CHALLENGE: Exactly as given, repeat all of the entries.
^^^^^^^^^^^^^^^^
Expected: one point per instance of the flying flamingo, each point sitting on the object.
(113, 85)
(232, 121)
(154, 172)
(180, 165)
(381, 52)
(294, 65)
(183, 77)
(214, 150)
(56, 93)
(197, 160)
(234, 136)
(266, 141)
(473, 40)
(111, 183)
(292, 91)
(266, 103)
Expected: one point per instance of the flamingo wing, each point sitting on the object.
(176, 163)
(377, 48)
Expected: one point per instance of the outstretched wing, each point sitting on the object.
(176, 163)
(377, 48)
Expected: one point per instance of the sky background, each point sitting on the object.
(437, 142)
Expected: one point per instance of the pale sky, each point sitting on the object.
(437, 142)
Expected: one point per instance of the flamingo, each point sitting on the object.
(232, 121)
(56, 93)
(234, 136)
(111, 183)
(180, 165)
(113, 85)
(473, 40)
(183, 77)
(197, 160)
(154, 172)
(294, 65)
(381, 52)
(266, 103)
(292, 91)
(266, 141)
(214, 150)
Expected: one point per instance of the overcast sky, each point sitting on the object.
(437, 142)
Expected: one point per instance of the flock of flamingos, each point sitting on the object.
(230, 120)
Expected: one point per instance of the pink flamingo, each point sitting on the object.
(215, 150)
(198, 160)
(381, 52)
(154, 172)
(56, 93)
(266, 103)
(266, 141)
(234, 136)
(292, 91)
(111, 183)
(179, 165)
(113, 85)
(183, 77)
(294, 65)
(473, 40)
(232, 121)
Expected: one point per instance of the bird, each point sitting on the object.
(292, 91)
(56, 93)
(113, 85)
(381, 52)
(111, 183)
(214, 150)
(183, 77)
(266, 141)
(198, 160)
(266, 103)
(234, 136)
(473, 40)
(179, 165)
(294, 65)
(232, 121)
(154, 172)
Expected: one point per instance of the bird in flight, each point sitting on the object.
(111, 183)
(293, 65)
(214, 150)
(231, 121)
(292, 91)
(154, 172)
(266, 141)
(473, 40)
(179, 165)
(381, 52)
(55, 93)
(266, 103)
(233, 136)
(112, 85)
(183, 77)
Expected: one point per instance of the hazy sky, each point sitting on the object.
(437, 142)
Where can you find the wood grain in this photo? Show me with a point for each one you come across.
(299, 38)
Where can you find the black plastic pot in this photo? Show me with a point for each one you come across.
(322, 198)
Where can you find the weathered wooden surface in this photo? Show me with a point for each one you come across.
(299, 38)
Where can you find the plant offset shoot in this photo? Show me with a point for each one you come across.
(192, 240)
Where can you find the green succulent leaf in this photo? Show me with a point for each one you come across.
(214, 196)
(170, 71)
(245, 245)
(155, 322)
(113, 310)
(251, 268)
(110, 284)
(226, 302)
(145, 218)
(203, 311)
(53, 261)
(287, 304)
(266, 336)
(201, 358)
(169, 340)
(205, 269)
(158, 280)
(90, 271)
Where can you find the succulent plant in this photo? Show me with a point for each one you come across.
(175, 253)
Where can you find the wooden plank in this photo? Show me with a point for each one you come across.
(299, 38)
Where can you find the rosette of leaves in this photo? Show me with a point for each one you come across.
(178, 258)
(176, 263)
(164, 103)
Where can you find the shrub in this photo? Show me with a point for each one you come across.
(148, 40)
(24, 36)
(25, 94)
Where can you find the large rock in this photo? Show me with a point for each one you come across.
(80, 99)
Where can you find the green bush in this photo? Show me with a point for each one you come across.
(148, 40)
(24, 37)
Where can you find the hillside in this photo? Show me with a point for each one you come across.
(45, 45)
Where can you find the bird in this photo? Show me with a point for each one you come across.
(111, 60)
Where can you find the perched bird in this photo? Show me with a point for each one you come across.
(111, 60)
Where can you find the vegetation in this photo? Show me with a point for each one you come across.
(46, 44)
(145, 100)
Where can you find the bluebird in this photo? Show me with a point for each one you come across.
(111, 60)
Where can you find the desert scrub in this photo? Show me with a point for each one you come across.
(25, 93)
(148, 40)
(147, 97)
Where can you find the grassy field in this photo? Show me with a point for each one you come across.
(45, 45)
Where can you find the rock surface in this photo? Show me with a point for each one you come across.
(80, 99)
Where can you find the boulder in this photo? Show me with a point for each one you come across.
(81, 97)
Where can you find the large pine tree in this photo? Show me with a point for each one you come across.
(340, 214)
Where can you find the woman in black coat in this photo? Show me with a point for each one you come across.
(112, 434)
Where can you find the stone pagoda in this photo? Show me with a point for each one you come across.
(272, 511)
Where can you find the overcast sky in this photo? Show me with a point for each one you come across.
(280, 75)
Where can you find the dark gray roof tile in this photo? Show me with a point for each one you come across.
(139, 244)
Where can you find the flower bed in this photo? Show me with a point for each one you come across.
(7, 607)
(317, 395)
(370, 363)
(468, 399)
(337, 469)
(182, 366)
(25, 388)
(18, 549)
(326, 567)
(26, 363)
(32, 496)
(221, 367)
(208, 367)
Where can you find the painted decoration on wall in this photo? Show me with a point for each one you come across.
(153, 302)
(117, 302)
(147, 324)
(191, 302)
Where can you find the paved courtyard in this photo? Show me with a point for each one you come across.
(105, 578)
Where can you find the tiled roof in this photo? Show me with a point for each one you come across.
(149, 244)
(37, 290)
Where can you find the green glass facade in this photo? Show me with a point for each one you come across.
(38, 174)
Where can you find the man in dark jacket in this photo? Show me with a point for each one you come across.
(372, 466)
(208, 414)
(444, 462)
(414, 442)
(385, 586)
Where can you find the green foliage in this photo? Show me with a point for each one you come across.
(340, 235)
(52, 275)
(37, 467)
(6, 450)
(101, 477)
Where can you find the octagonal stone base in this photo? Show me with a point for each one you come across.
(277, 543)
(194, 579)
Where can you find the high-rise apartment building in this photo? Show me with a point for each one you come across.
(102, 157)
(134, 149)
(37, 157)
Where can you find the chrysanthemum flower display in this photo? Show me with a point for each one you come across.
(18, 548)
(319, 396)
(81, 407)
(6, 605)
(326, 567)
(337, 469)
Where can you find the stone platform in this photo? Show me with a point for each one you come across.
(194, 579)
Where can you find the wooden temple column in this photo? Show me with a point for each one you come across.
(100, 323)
^^^^^^^^^^^^^^^^
RESULT OF THE TASK:
Expected: one point per instance of the flying flamingo, each point sitting on the object.
(113, 85)
(232, 121)
(154, 172)
(180, 165)
(381, 52)
(294, 65)
(183, 77)
(214, 150)
(56, 93)
(197, 160)
(234, 136)
(266, 141)
(473, 40)
(111, 183)
(292, 91)
(266, 103)
Expected: one point per instance of the flamingo wing, each point sitting on the object.
(176, 163)
(377, 48)
Expected: one point per instance of the outstretched wing, each point sitting on the object.
(176, 163)
(377, 48)
Expected: one point per instance of the sky background, each point sitting on the object.
(437, 142)
Expected: one point per instance of the pale sky, each point sitting on the object.
(437, 142)
Expected: one point per instance of the flamingo, each point sitting on the object.
(232, 121)
(56, 93)
(234, 136)
(111, 183)
(180, 165)
(113, 85)
(473, 40)
(183, 77)
(197, 160)
(154, 172)
(294, 65)
(381, 52)
(266, 103)
(292, 91)
(266, 141)
(214, 150)
Expected: one point per instance of the overcast sky, each point sitting on the object.
(437, 142)
Expected: one point per instance of the flock of flamingos, each point sitting on the object.
(230, 120)
Expected: one point per instance of the pink flamingo, each point sitting on the object.
(215, 150)
(198, 160)
(381, 52)
(154, 172)
(56, 93)
(266, 103)
(266, 141)
(234, 136)
(292, 91)
(111, 183)
(179, 165)
(113, 85)
(183, 77)
(294, 65)
(473, 40)
(232, 121)
Expected: one point per instance of the bird, each point sitting on the object.
(292, 91)
(56, 93)
(113, 85)
(381, 52)
(111, 183)
(214, 150)
(183, 77)
(266, 141)
(198, 160)
(266, 103)
(234, 136)
(473, 40)
(179, 165)
(294, 65)
(232, 121)
(154, 172)
Expected: one point per instance of the bird in flight, each point sitting on the object.
(111, 183)
(293, 65)
(214, 150)
(231, 121)
(292, 91)
(154, 172)
(266, 141)
(473, 40)
(179, 165)
(381, 52)
(55, 93)
(266, 103)
(233, 136)
(112, 85)
(183, 77)
Expected: one point per instance of the hazy sky, each point sitting on the object.
(437, 142)
Where can you find the wood grain in this photo? Show me with a point for each one you come across.
(299, 38)
Where can you find the black plastic pot in this photo? Show me with a point for each one you come across.
(322, 198)
Where can you find the weathered wooden surface in this photo? Show me with a point for each one you come across.
(299, 38)
Where can you find the plant offset shoot in this photo? Show me with a point for each one you come across.
(192, 240)
Where can you find the green succulent leaf in this photo? Show me with a point for each one you come across.
(214, 196)
(170, 71)
(245, 245)
(155, 322)
(113, 310)
(251, 268)
(110, 284)
(226, 302)
(145, 218)
(203, 311)
(53, 261)
(287, 304)
(266, 336)
(201, 358)
(169, 340)
(205, 269)
(158, 280)
(90, 271)
Where can you find the succulent plant in this photo? Show me with a point for each one you come across.
(175, 253)
Where can you find the wooden plank in this photo? Show me with a point for each one you come across.
(299, 38)
Where can you find the rosette of leaves in this photo? Show me with a point for each one you come across.
(178, 258)
(176, 263)
(164, 103)
Where can you find the shrub in this photo? Show me with a point for each one you come across.
(148, 40)
(24, 36)
(25, 94)
Where can you find the large rock in this photo? Show me with a point for each one you come across.
(80, 99)
Where can you find the green bush in this photo? Show me with a point for each one you come across.
(148, 40)
(24, 37)
Where can you find the hillside in this photo? Show me with a point for each one you come across.
(45, 45)
Where can you find the bird in this photo? Show me with a point for each one you come across.
(111, 60)
Where can you find the perched bird in this photo? Show me with a point for each one you come across.
(111, 60)
Where can you find the vegetation in this photo? Show me with a point for each one you come across.
(46, 44)
(145, 100)
Where can you find the bluebird in this photo? Show me with a point for each one you come across.
(111, 60)
Where can you find the desert scrub in this photo? Show me with a point for each one you come across.
(25, 93)
(148, 40)
(147, 97)
Where can you find the grassy field in this photo? Show me with a point for each one you come across.
(45, 45)
Where can you find the rock surface in this photo? Show me with a point for each one you come across.
(80, 99)
Where can you find the boulder in this photo? Show me with a point for each one you come across.
(81, 97)
Where can you find the large pine tree in this photo? Show me with a point for each one you come across.
(340, 214)
Where can you find the woman in black coat in this photo? Show me with a point for each one you come across.
(112, 434)
Where can you find the stone pagoda in this photo? Show me with a point for each one you come across.
(272, 511)
Where can you find the overcast sky in this photo? Show me with a point for each one you come across.
(280, 75)
Where can you find the dark gray roof tile in this photo? Show me with a point for each one you come across.
(139, 244)
Where can you find the flower bed in this photo? Show me with a point for each one you come across.
(7, 607)
(317, 395)
(370, 363)
(468, 399)
(337, 469)
(182, 366)
(25, 388)
(18, 549)
(326, 567)
(26, 363)
(32, 496)
(221, 367)
(208, 367)
Where can you find the painted decoration on wall in this photo? Show me with a point for each one you come across.
(153, 302)
(117, 302)
(147, 324)
(191, 302)
Where can you find the paved courtyard in this photo? Show me with a point for each one you come across.
(105, 578)
Where can you find the tiled roof in this photo? Show me with a point for each one you come across.
(149, 244)
(37, 290)
Where can you find the green glass facade in this photo? Show me with a point for each one you come across.
(38, 174)
Where can you find the man in dark jacket in this photo? Show me with a point for each one you come across.
(372, 466)
(208, 414)
(444, 462)
(414, 442)
(385, 586)
Where can you find the green foliage in this photo? Show me with a point for each one you come across.
(340, 235)
(52, 275)
(37, 467)
(6, 450)
(101, 477)
Where can you find the octagonal stone base in this photo? Show me with a point for each one you come across.
(277, 543)
(194, 579)
Where can you find the high-rise apartment building in this photo? Show me with a point for each one you come across.
(102, 157)
(134, 149)
(37, 157)
Where can you find the chrysanthemum flower display in this photo? Show me with a point for each one you come across.
(18, 548)
(319, 396)
(81, 407)
(6, 605)
(326, 567)
(337, 469)
Where can you find the stone platform in this photo? Show me with a point for each one you come across.
(194, 579)
Where can you find the wooden temple column in this photo? Show me with a point for each one you come across.
(100, 323)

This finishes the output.